◆ **Objective**
Copy out each of the following rows verbatim, keeping every line unchanged.

◆ **Record list**
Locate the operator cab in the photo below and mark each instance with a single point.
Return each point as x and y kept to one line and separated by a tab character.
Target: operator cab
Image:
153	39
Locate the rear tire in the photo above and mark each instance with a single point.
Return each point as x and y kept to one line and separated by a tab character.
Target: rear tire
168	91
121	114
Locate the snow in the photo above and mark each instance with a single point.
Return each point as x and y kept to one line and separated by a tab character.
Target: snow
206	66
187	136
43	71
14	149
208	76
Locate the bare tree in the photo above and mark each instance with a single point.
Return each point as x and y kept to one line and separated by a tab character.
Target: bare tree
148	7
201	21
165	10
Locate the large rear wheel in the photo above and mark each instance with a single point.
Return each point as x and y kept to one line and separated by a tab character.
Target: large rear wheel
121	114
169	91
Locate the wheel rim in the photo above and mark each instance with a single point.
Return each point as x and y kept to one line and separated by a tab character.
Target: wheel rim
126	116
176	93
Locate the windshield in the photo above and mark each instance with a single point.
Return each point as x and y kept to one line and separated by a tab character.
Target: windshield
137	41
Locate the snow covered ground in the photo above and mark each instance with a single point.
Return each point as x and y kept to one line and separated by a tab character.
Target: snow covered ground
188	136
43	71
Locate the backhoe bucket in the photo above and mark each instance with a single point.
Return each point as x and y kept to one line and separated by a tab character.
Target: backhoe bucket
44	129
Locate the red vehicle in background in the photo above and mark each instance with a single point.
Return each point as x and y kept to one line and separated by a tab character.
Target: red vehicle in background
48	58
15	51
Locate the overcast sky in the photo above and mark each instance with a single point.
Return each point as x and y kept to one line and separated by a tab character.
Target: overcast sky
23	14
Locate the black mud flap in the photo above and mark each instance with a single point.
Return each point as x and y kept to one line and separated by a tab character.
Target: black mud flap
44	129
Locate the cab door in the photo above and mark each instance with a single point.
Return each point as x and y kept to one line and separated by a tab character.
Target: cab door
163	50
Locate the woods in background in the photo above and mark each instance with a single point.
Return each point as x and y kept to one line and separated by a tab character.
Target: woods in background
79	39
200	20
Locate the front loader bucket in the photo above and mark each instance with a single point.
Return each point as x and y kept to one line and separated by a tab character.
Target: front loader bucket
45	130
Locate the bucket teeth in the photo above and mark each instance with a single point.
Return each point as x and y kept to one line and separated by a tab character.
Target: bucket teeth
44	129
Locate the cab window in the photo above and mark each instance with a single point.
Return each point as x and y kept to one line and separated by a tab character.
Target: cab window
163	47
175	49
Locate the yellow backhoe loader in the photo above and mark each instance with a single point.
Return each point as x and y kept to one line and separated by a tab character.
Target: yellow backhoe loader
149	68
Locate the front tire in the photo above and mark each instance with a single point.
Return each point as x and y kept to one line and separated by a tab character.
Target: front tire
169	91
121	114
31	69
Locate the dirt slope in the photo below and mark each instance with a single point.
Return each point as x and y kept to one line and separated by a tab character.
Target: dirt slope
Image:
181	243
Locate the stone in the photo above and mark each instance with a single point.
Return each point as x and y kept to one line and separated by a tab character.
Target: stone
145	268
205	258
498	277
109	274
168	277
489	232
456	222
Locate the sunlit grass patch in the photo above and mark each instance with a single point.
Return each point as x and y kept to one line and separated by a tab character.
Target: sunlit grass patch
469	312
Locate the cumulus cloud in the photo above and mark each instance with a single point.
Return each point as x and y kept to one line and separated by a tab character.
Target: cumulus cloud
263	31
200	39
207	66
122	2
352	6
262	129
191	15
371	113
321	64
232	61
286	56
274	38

◆ **Solution to this problem**
Locate the operator cab in the photo below and mark each instance with a single point.
Return each point as x and y kept to one line and separated by a tab character.
Target: operator cab
Image:
153	39
Locate the rear tire in the photo above and mark each instance with a single point.
Return each point as x and y kept to one line and separated by a tab character.
Target: rear tire
168	91
121	114
Locate the snow in the photo above and mark each instance with a single point.
Return each point as x and y kept to one line and separated by a tab character.
Target: snow
206	66
187	136
43	71
14	149
208	76
Locate the bare tree in the photo above and mark each instance with a single point.
Return each point as x and y kept to one line and separated by a tab character.
Target: bare tree
148	7
201	21
165	10
Locate the large rear wheel in the photo above and mark each instance with a single point.
Return each point as x and y kept to one line and separated by a tab character.
Target: large rear wheel
121	114
169	91
Locate the wheel rim in the photo above and mark each instance with a single point.
Return each point as x and y kept to one line and separated by a tab character.
Target: wheel rim
126	116
176	93
Locate the windshield in the photo above and mark each instance with a single point.
Return each point as x and y kept to one line and separated by a tab character.
Target: windshield
137	41
Locate the snow covered ground in the photo above and mark each instance with a single point.
Return each point as x and y kept to one line and separated by a tab character.
Target: snow covered ground
188	136
43	71
Locate the backhoe bucket in the photo above and mark each instance with a single point.
Return each point as x and y kept to one line and separated by a tab character.
Target: backhoe bucket
44	129
Locate the red vehicle in background in the photo above and mark each instance with a single point.
Return each point as x and y kept to one line and separated by a tab character.
Target: red vehicle in background
48	58
15	51
Locate the overcast sky in the photo above and mark each instance with a single point.
Return each point as x and y kept to one line and separated by a tab character.
Target: overcast sky
23	14
Locate the black mud flap in the photo above and mark each instance with a single point.
Return each point as x and y kept to one line and separated by a tab character.
Target: black mud flap
44	129
Locate the cab door in the photo above and mark each instance with a single point.
Return each point as x and y kept to one line and separated by a tab character.
Target: cab door
163	50
Locate the woods in background in the photo above and mark each instance with a single point.
Return each point as x and y kept to one line and separated by a tab character.
Target: woods in background
79	39
200	20
Locate the front loader bucket in the photo above and mark each instance with a single point.
Return each point as x and y kept to one line and separated by a tab character.
Target: front loader bucket
45	130
Locate the bucket teeth in the photo above and mark each instance with a single point.
Return each point as x and y kept to one line and separated by a tab character.
Target: bucket teeth
44	129
Locate the cab window in the photo above and mark each instance with a single point.
Return each point as x and y kept to one line and separated by a tab character.
Target: cab window
163	47
175	49
Locate the yellow backhoe loader in the photo above and mark each instance with a single point.
Return each point as x and y kept to one line and separated by a tab character.
Target: yellow backhoe loader
149	68
Locate the front tire in the photo above and mark each instance with a single point.
Return each point as x and y kept to one line and separated by a tab character.
Target: front tire
169	91
121	114
31	69
Locate the dirt slope in the photo below and mark each instance with a single point.
Return each point as x and y kept to one line and separated by a tab character.
Target: dirt slope
Image:
181	243
Locate the stone in the photo above and mark each instance with a single point.
Return each point as x and y kept to one line and separated by a tab character.
Target: stone
145	268
205	258
498	277
109	274
168	277
489	232
456	222
Locate the sunlit grass patch in the photo above and mark each instance with a single point.
Return each point as x and y kept to one line and separated by a tab character.
Target: sunlit grass patch
469	312
Locate the cumulus cloud in the photo above and mark each instance with a single point.
Return each point as x and y kept to one line and separated by a tab character.
Target: cumulus cloud
263	31
200	39
207	66
122	2
352	6
262	129
191	15
371	113
321	64
232	61
286	56
274	38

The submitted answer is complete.